Gather every line in the data below that contains the word "segment".

--- START OF Task input ---

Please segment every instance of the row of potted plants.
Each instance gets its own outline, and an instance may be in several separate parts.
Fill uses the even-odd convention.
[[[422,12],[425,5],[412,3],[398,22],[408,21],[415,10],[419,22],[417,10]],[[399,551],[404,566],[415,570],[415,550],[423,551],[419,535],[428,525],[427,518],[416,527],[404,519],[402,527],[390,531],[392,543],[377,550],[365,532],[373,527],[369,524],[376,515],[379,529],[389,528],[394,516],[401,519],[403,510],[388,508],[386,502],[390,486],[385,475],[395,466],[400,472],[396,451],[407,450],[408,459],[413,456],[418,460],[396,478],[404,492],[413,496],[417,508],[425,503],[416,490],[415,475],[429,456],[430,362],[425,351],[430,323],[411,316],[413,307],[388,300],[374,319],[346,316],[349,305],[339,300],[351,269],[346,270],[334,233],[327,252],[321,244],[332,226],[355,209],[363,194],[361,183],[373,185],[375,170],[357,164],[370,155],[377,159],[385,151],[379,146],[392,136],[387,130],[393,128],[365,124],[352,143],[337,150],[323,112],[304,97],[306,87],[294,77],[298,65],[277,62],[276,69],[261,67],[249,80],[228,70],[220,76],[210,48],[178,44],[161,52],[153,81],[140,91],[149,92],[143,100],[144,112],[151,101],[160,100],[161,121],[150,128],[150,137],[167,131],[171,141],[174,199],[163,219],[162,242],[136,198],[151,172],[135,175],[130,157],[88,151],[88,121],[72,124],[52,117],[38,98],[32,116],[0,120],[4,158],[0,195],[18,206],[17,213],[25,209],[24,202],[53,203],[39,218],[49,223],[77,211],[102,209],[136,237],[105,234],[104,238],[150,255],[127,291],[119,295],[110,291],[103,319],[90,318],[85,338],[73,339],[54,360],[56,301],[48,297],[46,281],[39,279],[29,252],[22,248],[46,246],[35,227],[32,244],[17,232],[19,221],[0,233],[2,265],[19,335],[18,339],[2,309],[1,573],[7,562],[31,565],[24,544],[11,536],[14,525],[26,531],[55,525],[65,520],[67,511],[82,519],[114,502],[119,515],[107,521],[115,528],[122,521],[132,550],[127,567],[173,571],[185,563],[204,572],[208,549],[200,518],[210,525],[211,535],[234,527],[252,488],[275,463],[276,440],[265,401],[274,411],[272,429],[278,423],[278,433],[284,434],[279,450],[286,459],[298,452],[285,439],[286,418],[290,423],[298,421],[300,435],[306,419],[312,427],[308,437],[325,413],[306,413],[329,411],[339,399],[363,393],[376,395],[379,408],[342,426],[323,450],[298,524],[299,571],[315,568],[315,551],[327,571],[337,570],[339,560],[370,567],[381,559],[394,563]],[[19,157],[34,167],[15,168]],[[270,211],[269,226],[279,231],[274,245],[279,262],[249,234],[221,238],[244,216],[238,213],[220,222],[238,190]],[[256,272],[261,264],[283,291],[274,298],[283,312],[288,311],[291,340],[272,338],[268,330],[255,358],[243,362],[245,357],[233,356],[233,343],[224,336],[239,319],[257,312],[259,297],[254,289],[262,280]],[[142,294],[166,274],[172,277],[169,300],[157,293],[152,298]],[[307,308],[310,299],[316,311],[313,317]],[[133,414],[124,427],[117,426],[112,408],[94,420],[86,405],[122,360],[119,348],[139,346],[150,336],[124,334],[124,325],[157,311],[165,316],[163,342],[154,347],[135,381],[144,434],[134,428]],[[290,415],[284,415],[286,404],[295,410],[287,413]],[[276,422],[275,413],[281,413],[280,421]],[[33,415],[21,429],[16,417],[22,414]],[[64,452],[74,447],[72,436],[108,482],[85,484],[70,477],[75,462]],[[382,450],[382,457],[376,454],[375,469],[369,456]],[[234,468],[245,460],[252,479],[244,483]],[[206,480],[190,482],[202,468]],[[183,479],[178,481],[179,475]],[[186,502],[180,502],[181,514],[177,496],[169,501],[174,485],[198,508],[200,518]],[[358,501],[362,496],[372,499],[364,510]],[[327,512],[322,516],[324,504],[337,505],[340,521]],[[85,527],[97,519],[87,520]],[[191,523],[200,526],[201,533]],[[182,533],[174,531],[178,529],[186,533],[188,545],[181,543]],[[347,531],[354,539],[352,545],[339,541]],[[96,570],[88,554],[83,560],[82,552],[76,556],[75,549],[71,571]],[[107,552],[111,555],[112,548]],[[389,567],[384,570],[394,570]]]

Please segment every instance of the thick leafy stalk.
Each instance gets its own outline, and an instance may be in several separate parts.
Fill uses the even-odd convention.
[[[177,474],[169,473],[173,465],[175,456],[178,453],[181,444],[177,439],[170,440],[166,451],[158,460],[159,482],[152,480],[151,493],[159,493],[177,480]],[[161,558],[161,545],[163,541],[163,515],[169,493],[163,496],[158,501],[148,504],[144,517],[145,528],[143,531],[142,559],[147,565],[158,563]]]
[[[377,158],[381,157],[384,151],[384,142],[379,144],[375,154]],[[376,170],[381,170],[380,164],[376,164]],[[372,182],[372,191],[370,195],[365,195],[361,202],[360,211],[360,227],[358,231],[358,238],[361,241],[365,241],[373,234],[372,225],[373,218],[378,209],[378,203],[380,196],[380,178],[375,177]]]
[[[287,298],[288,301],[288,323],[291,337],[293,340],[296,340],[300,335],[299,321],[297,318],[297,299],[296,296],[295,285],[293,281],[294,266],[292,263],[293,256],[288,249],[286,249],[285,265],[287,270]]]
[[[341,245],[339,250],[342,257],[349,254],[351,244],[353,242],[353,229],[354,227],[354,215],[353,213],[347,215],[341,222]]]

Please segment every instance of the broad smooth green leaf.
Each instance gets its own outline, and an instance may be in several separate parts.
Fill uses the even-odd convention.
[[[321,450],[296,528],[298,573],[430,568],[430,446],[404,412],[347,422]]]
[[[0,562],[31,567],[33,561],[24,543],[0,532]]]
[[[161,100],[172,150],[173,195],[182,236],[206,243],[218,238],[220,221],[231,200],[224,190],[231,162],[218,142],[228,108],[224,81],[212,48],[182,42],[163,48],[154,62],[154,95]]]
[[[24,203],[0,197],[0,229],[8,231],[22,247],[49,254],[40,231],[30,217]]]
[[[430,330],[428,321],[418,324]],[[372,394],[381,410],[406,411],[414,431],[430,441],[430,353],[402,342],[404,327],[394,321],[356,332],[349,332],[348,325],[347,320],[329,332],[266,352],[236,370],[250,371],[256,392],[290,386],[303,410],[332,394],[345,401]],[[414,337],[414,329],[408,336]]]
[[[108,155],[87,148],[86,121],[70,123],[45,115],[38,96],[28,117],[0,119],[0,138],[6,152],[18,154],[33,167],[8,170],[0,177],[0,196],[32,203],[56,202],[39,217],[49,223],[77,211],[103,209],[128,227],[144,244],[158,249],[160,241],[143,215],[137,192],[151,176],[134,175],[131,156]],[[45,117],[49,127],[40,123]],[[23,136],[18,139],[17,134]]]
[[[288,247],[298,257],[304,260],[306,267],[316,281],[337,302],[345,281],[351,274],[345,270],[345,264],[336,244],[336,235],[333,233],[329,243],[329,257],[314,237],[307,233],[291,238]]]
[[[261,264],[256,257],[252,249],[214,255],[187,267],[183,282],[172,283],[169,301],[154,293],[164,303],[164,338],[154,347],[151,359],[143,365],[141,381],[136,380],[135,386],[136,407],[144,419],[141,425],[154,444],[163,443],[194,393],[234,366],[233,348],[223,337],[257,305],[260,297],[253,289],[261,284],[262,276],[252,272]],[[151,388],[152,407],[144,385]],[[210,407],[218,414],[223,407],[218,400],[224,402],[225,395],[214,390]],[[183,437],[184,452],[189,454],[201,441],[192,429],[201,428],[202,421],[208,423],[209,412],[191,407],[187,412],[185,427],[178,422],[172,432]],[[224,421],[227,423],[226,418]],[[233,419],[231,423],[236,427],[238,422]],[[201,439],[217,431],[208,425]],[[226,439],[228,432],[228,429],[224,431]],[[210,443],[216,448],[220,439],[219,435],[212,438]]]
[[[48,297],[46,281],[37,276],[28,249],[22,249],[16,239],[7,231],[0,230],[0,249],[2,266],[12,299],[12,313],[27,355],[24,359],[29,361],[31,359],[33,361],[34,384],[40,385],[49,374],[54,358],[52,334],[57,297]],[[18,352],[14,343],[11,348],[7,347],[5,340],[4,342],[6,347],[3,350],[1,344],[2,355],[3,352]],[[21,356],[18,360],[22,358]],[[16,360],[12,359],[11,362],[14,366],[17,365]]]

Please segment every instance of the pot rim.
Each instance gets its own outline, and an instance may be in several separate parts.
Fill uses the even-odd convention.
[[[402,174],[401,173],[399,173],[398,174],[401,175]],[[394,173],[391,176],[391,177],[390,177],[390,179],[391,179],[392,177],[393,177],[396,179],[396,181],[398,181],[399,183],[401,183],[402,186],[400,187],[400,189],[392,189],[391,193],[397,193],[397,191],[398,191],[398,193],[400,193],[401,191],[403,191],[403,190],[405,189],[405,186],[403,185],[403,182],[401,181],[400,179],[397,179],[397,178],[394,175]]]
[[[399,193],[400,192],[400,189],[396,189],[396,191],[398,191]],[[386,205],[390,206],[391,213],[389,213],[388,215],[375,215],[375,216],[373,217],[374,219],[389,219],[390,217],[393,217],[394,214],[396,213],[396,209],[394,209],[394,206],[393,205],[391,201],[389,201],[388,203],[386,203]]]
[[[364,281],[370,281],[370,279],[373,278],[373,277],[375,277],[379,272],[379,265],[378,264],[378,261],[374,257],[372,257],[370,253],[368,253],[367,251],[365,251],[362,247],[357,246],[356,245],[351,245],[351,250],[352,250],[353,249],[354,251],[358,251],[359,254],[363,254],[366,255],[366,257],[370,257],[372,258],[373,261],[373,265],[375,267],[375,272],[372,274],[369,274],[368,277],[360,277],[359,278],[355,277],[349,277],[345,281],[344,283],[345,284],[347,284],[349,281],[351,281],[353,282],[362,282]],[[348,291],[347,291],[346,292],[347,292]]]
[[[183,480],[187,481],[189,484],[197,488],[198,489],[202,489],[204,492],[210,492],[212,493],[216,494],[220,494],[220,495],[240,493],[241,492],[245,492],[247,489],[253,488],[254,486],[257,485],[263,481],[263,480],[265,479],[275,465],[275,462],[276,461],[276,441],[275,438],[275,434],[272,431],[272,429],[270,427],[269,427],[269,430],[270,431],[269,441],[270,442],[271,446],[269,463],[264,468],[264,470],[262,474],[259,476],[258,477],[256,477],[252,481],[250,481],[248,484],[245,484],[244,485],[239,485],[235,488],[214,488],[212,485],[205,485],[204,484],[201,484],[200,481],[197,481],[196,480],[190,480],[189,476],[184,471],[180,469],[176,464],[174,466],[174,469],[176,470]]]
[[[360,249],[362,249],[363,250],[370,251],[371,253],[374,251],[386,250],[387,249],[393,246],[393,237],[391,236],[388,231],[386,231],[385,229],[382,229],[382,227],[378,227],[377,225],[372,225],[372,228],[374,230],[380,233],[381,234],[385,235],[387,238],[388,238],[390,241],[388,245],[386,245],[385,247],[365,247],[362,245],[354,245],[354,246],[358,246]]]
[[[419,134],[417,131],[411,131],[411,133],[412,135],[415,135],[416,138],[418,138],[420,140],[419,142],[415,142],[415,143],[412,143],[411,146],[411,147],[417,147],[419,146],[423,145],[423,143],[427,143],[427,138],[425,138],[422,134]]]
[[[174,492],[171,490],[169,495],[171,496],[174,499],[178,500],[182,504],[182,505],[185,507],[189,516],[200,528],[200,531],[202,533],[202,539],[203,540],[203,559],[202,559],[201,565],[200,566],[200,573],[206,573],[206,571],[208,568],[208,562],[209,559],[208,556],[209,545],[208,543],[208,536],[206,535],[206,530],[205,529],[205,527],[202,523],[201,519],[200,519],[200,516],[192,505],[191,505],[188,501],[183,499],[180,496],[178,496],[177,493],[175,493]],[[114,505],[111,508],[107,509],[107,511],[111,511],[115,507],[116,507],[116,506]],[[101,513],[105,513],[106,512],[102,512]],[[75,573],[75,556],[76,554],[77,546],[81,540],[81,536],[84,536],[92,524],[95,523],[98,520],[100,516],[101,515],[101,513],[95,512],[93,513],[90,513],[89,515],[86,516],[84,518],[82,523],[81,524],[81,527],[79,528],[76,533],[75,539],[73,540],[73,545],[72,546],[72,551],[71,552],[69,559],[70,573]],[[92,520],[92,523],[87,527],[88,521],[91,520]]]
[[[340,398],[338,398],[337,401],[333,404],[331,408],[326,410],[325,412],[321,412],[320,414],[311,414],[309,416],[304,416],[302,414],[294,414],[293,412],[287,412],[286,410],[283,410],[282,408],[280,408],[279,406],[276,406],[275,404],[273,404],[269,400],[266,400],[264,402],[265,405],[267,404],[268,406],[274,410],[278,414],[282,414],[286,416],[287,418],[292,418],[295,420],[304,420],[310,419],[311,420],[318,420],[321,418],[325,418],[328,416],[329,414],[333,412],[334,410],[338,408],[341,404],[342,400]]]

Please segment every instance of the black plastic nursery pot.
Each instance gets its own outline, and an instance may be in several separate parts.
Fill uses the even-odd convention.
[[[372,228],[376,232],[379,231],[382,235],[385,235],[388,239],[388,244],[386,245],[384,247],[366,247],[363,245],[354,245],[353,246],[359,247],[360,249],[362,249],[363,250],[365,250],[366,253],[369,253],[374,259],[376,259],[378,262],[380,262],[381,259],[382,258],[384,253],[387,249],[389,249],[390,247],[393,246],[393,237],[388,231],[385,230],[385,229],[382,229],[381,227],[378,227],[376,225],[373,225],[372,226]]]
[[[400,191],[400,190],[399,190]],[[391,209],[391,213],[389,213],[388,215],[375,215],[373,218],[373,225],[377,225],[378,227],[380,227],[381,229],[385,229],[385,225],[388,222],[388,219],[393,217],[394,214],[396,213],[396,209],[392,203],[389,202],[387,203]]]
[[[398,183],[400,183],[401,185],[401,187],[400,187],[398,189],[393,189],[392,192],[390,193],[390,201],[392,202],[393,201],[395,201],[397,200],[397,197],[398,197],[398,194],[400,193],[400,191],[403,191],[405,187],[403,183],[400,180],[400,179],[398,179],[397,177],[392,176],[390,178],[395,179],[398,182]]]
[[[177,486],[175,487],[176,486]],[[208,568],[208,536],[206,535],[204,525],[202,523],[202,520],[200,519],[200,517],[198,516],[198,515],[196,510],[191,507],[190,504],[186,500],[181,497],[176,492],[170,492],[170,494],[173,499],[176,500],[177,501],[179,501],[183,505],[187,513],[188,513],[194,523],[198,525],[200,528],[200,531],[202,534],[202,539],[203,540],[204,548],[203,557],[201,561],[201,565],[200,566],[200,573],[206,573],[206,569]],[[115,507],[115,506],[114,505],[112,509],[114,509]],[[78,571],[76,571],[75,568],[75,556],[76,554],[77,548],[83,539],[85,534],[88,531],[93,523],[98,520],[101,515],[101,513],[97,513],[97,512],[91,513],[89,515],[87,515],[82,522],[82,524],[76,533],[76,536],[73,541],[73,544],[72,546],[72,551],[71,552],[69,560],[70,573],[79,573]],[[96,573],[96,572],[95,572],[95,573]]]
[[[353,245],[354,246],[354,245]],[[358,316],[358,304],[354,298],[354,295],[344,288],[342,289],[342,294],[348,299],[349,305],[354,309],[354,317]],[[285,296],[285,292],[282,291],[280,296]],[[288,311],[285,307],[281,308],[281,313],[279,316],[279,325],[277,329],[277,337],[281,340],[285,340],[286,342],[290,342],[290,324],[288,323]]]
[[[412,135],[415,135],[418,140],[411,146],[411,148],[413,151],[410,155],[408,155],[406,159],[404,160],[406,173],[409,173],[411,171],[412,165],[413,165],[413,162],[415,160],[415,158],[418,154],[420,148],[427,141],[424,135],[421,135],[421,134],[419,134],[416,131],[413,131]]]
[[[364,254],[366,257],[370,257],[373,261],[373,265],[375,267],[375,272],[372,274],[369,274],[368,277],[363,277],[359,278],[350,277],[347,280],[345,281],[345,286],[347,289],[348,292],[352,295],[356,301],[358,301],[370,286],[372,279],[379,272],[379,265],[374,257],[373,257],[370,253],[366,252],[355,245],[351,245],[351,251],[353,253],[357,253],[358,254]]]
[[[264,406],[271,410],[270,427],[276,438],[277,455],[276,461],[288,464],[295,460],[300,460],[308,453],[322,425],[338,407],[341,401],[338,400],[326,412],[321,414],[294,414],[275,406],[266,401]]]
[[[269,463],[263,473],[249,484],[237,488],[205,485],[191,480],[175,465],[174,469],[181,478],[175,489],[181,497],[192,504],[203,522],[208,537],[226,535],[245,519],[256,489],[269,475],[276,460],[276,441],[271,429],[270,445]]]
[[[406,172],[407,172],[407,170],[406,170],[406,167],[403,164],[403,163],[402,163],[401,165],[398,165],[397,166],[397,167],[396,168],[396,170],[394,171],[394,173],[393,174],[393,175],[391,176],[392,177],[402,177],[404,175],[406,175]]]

--- END OF Task input ---

#### Task output
Please segment every instance of the row of potted plants.
Please segment every instance of the thick leafy stalk.
Please segment every instance of the broad smooth green leaf.
Please segment every instance of the pot rim.
Please segment every instance of the black plastic nursery pot.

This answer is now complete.